Task a =>
Please reproduce word for word the part of the crochet pattern between "Colorful Crochet Squares" and "previous row), sc.", inclusive.

Extract =>
begin

Make 13 squares. All squares are made the same way. You can use any colors. The colors I used are below with the yarn’s color names in quotations.

For the front and back, I made: 

  • 2 in blue (“Misty Blue”)
  • 2 in green (“Forest”)
  • 2 in fuchsia (“Rich Orchid”)
  • 2 in purple (“Violet”) 
  • 2 in gold (“Gold”)

For the sides, I made:

  • 1 in orange (“Pumpkin”) 
  • 1 in beige (“Heather”)

For the bottom, I made:

  • 1 in teal (“Green Lagoon”)
Colorful Squares Bag Front Back

Square Instructions

Start: Ch 22. 

For Row 1 (only) work into the back ridge loops. 

Where to crochet in the chain

Row 1 (RS): In the second ch from hook, sl st VERY loosely. Sl st VERY loosely in each ch across. (21 sts).

(Work normally into both top loops from now on).

Row 2 (WS): Ch 2 and turn. 

In the first st (the st attached to the ch), sc. 

(Note: the sp between the starting chs and the sc creates a ch-2 sp that you will work into on the next row)

*Ch 1. Sk the next st. In the next st, sc.*

(Note: every time you ch 1 and sk a st, this creates a ch-1 sp that you will work into on the next row)

Repeat from * to * across. 

Your final st is a sc in the last sl st of the row.

(11 sc sts, 1 ch-2 sp and 10 ch-1 sps created).

Colorful Crochet Squares

Row 3 (RS): Ch 2 and turn. 

In the first ch-1 sp from the previous row, sc (this creates a new ch-2 sp)

*Ch 1. In the next ch-1 sp from the previous row, sc (new ch-1 sp created).* 

Repeat from * to * until the ch-2 sp at the end. 

Ch 1. In the ch-2 sp (the sp between the 2 starting chs and the last sc from the previous row), sc. 

(11 sc sts, 1 ch-2 sp and 10 ch-1 sps created).

Row 3 On

Row 4 – 18: Repeat Row 3. After completing Row 18, do not fasten off.

Measurements: 

After Row 6 = 5” w x 1.75” h

After Row 10 = 5” w x 2.75” h

After Row 14 = 5” w x 3.75” h

After Row 18 = 5” w x 4.75” h

After the Border = 5.25” w x 5.25” h (7” diagonally) – due to st placement, the height increases more than the width. 

Note about measurements: you need your finished square’s width to be the same as its height. It’s okay if your work is not the same size as the measurements above but it does need to be a square. All of your squares need to be the same size.

How to Adjust the Size of the Square: 

To adjust the width, make more or less starting chains in multiples of 2 (an even number). To adjust the height, make more or less rows. Ensure you end after completing a WS row. 

If you are adjusting the size of the square, you will also need to adjust the border. When making the border, ensure you have the same number of single crochet stitches on the top, left side and bottom. On the right side of the border, ensure you have one less single crochet stitch than the other three sides. The invisible join that completes the square counts as a stitch, so having one less stitch on the last/right side will ensure you have an equal number of stitches on each side. 

Square Border Instructions

Turn. Do not make any chains. The RS will now be facing you.

Top: In the first ch-1 sp, make (sc, ch 2, sc) (first corner made). *In the next ch-1 sp, sc. In the next ch-1 sp, make 2 sc.* Repeat from * to * across until there are 2 sps left (there will be 1 ch-1 sp and 1 ch-2 sp left). In the next sp (the last ch-1 sp), sc. In the last sp (the ch-2 sp), make (sc, ch 2, sc) (second corner made). (13 sc sts made in between the two corners).

end

Task b =>
Shift every bounding-box coordinate by adding -17, and rewrite only the listing lines between the ones holding "the green grass." and "0 0 372 215", inclusive, with the requests kept in place.

Material for the task =>
begin

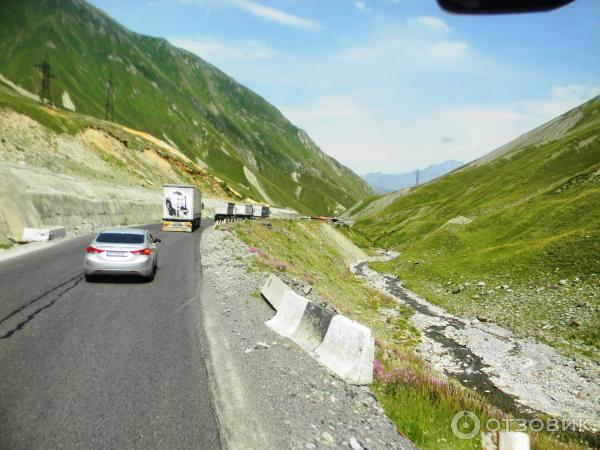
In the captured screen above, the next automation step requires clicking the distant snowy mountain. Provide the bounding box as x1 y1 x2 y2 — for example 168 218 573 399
363 160 463 194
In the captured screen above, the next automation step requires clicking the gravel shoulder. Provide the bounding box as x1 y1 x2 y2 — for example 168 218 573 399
350 253 600 432
200 227 415 449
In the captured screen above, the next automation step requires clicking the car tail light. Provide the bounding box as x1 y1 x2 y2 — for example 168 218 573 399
131 248 152 255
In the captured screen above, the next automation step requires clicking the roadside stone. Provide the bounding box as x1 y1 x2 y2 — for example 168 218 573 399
321 431 335 446
452 284 465 294
349 436 364 450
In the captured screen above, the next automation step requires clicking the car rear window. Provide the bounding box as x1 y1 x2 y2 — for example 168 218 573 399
96 233 144 244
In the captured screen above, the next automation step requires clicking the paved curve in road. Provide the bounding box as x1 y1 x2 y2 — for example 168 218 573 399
0 225 220 449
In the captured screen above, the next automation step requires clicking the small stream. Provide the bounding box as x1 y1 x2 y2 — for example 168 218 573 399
351 261 600 448
355 262 526 416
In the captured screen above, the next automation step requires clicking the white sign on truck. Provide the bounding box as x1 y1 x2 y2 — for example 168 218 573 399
162 184 202 232
233 204 254 219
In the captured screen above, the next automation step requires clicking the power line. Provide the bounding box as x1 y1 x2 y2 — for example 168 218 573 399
36 54 53 105
104 74 115 122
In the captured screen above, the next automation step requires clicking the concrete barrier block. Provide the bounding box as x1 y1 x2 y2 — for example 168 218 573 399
313 315 375 384
290 301 335 353
260 274 289 310
265 290 308 337
21 227 67 242
498 431 530 450
481 431 530 450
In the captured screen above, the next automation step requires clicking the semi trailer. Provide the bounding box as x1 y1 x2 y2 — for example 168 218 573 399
162 184 202 233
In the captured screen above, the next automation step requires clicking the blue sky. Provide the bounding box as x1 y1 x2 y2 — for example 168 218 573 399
91 0 600 174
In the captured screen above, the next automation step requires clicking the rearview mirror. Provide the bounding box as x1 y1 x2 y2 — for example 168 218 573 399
438 0 573 14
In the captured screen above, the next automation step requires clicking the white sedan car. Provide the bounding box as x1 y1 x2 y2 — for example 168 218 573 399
83 228 160 281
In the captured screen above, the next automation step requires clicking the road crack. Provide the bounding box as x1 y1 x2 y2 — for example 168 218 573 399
0 275 82 339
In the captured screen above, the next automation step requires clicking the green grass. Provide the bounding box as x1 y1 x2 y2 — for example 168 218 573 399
230 220 584 450
351 97 600 360
0 0 372 215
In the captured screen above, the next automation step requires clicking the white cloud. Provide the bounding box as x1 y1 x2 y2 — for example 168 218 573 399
169 37 276 63
338 47 381 64
173 0 321 29
354 0 372 13
521 84 600 120
429 41 469 62
417 16 450 32
281 95 371 123
283 85 600 174
229 0 320 29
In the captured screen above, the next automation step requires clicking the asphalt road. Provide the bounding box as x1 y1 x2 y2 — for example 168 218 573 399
0 225 220 450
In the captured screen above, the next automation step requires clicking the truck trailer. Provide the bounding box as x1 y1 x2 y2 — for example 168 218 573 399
252 205 271 219
162 184 202 233
233 203 254 219
215 202 235 220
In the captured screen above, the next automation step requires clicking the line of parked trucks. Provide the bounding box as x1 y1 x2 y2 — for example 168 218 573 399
162 184 271 232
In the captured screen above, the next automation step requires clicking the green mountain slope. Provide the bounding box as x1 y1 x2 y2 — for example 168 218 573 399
354 97 600 357
0 0 371 214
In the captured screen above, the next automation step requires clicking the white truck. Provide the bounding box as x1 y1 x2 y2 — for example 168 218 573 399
215 202 235 220
252 205 271 219
233 203 254 219
162 184 202 233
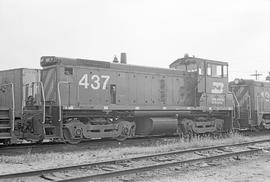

end

Correct result a =>
Colorful Crochet Squares

Row 3 (RS): Ch 2 and turn. 

In the first ch-1 sp from the previous row, sc (this creates a new ch-2 sp)

*Ch 1. In the next ch-1 sp from the previous row, sc (new ch-1 sp created).* 

Repeat from * to * until the ch-2 sp at the end. 

Ch 1. In the ch-2 sp (the sp between the 2 starting chs and the last sc from the previous row), sc.

Correct result b =>
In the captured screen above, the next automation step requires clicking the green grass. Provide the bounding box as x1 y1 x2 y2 — for example 168 218 573 399
213 203 567 433
334 80 583 343
-17 -17 355 198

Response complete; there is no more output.